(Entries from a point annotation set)
-- Start --
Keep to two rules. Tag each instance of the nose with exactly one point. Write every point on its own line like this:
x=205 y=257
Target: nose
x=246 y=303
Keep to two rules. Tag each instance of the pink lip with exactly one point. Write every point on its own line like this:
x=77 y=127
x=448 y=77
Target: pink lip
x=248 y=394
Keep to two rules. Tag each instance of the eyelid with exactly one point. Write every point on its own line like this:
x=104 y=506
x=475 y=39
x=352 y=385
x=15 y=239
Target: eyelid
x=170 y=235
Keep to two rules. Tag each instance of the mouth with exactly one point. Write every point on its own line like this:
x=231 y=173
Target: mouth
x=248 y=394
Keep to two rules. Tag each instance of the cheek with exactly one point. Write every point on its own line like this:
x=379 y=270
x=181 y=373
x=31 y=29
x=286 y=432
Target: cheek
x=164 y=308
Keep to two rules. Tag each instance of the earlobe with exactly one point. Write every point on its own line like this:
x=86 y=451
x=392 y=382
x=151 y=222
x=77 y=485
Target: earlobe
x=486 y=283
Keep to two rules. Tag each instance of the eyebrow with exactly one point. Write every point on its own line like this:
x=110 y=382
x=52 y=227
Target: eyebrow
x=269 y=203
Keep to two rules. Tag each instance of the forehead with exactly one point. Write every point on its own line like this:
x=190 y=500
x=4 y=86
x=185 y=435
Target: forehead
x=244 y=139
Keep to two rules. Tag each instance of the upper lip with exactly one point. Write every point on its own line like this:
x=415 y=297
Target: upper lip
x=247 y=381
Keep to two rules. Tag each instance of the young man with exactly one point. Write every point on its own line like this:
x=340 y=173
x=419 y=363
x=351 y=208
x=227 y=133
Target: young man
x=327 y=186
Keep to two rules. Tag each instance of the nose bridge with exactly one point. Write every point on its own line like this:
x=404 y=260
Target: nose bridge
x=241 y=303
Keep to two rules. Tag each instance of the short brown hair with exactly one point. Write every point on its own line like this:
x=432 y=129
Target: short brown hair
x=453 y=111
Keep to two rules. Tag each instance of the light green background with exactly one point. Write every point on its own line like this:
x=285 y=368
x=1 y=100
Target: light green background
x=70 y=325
-- End --
* **Your goal**
Rewrite the material from its beginning through the line containing "x=247 y=381", inclusive, keeping every request line, and increase each number in the answer coordinates by 58 while leaving the requests and their sample points unchanged.

* **Written solution**
Keep to two rules. Tag each instance of the nose with exactly one point. Write every point on its own line like this:
x=205 y=257
Target: nose
x=304 y=361
Keep to two rules. Tag each instance of the pink lip with exactly one point. Write every point on its own line like this:
x=77 y=127
x=448 y=77
Target: pink lip
x=306 y=452
Keep to two rules. Tag each instance of the eyelid with exactly one point. Write every point on its own line like this:
x=104 y=506
x=475 y=39
x=352 y=385
x=15 y=239
Target: eyelid
x=228 y=293
Keep to two rules. Tag each instance of the mouth with exactly one point. Write every point on its own line like this:
x=231 y=173
Target: mouth
x=306 y=452
Keep to two rules. Tag each instance of the cheek with exactly one point. Write every point on its own line like this:
x=379 y=270
x=181 y=373
x=31 y=29
x=286 y=432
Target: cheek
x=222 y=366
Keep to two rules. Tag each instance of the earlobe with exactly one point. Write every point on its own line like this:
x=86 y=451
x=392 y=382
x=151 y=222
x=77 y=485
Target: earlobe
x=544 y=341
Keep to two rules. Tag each instance of the eyebrow with exactly one point. Write every point on its own line like this:
x=110 y=382
x=52 y=227
Target: eyebrow
x=327 y=261
Keep to two rules. Tag each instance of the forehead with exactly one point. Write every point on its own line like this:
x=190 y=500
x=4 y=86
x=185 y=435
Target: forehead
x=302 y=197
Keep to two rules. Tag each instance of the upper lip with exactly one point. Write every point on its own line like this:
x=415 y=297
Target: upper lip
x=305 y=439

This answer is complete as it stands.